Monday, September 11, 2017

Sod House, etc.

 Friday, we walked out to the tundra for our last day of Seaweek.  We headed kind of north west out of the village.  Rather than go past the boats in the river, we took a right past the electrical plant, storage tanks, and the gas station.

I took a photo to show you the local gas station.  Yes the pump is encased in a small building that can be locked at night to keep people from trying to steal gas. 

The attendant is in the building to the right of the pump.  The man in the photo works where I do.  He is awesome.
Since the line of students spread out quite a distance, those in the front stopped to let everyone else catch up.  In the background, at the top of the hill, you see one of the wind generators.

That means the dump is to the left maybe a quarter mile.  Coming back the kids actually took the route that had us walking down the road at the top of the hill that you do not see.

The kids had a great time resting.  The day was overcast and windy so it was a bit chilly.
 This picture is of the top of wild celery or what they call wild celery.  The one on the right shows the roots.  They collect the roots, dry them for winter and use them to make a medication for colds and flues. They make sure to wash the dirt off before drying.

On the way to the sod house, we passed an area with raspberry plants.  The plants are barely 6 inches tall but I couldn't find any berries or I would have picked some because they are considered a treat.
☆ ☆ ☆ ☆ ☆
- **Work instruction**:
Decide whether each statement agrees with the Seaweek post. For each one, answer yes or no and quote the words of the post that settle it.
1. The gas pump is housed in a small building that can be locked at night.
2. The day of the walk was sunny and calm.
3. The writer picked raspberries on the way to the sod house.
The entries after this point are unrelated to the Seaweek post.

- **Extracted records**:
☆ ☆ ☆ ☆ ☆
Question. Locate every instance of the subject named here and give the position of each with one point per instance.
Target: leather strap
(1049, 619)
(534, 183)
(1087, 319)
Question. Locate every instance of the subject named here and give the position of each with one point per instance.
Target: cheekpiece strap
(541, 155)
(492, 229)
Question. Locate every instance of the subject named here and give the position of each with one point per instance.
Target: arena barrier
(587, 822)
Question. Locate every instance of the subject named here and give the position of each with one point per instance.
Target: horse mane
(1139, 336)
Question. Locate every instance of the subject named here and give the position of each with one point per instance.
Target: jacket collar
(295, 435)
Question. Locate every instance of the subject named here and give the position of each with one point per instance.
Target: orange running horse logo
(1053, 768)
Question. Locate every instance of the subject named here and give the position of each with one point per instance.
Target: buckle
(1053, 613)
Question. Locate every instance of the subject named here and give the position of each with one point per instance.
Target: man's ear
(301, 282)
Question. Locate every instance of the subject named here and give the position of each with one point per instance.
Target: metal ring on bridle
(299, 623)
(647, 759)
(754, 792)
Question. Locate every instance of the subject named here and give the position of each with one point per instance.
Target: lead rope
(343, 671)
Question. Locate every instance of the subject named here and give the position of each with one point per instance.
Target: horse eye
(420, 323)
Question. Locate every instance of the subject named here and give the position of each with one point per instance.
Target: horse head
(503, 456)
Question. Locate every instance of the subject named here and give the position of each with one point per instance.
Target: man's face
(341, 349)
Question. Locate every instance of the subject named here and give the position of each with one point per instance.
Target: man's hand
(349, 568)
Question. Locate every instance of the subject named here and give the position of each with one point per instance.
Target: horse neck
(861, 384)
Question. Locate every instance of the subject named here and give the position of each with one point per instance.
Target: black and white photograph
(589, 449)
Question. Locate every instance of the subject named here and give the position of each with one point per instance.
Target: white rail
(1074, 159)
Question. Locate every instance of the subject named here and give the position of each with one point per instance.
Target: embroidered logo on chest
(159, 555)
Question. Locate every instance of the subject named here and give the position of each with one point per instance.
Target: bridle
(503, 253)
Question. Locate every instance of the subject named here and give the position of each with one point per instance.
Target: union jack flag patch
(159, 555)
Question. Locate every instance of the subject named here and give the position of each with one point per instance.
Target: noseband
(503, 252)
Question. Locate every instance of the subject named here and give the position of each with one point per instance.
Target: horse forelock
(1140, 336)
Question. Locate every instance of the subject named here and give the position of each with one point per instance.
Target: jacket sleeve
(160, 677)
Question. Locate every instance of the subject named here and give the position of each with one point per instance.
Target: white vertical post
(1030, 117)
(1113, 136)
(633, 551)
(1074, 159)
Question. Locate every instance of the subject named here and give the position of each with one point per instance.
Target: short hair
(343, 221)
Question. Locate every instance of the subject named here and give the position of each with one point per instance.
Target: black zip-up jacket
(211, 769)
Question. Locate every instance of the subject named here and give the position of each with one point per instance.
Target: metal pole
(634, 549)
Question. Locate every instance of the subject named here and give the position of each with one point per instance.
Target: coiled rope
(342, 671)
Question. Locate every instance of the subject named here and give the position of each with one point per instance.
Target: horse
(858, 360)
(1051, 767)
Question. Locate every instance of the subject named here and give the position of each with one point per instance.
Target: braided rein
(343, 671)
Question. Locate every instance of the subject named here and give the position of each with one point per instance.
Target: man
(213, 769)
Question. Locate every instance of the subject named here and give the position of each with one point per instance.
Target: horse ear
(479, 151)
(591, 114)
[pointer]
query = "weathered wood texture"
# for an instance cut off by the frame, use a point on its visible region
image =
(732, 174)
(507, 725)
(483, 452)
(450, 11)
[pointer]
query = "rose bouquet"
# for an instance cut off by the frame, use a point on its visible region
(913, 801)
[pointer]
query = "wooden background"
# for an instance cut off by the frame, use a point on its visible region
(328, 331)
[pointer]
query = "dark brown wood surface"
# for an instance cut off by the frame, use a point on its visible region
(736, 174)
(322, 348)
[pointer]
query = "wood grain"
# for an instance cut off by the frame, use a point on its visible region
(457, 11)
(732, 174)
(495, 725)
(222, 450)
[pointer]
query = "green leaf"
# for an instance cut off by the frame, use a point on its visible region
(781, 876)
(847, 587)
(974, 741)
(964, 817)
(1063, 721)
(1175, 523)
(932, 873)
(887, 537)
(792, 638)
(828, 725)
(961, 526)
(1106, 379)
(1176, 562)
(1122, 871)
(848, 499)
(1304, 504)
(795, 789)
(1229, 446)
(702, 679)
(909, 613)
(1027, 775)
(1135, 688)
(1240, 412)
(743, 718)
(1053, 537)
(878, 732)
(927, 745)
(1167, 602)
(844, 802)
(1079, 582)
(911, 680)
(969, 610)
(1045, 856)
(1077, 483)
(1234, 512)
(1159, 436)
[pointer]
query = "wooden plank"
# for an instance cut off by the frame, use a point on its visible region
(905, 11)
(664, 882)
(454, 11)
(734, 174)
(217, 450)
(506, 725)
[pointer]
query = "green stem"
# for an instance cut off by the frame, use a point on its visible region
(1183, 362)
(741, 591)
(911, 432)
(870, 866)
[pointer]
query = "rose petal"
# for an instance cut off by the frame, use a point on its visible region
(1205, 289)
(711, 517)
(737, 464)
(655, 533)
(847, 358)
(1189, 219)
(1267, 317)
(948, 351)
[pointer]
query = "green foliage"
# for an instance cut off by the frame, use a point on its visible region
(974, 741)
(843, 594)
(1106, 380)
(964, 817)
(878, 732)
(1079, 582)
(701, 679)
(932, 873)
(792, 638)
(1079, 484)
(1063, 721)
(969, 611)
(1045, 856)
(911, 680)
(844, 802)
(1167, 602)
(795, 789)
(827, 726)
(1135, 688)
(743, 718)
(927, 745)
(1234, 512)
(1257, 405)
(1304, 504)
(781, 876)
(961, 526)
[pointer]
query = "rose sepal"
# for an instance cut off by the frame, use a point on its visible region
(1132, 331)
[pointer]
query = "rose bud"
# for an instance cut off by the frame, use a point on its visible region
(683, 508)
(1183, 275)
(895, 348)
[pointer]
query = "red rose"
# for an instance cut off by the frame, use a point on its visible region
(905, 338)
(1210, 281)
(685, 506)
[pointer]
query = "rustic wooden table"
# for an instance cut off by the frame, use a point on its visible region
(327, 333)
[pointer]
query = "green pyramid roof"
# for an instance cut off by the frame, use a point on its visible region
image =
☆ ☆ ☆ ☆ ☆
- **Your solution**:
1. Yes: "the pump is encased in a small building that can be locked at night to keep people from trying to steal gas."
2. No: "The day was overcast and windy so it was a bit chilly."
3. No: "I couldn't find any berries or I would have picked some because they are considered a treat."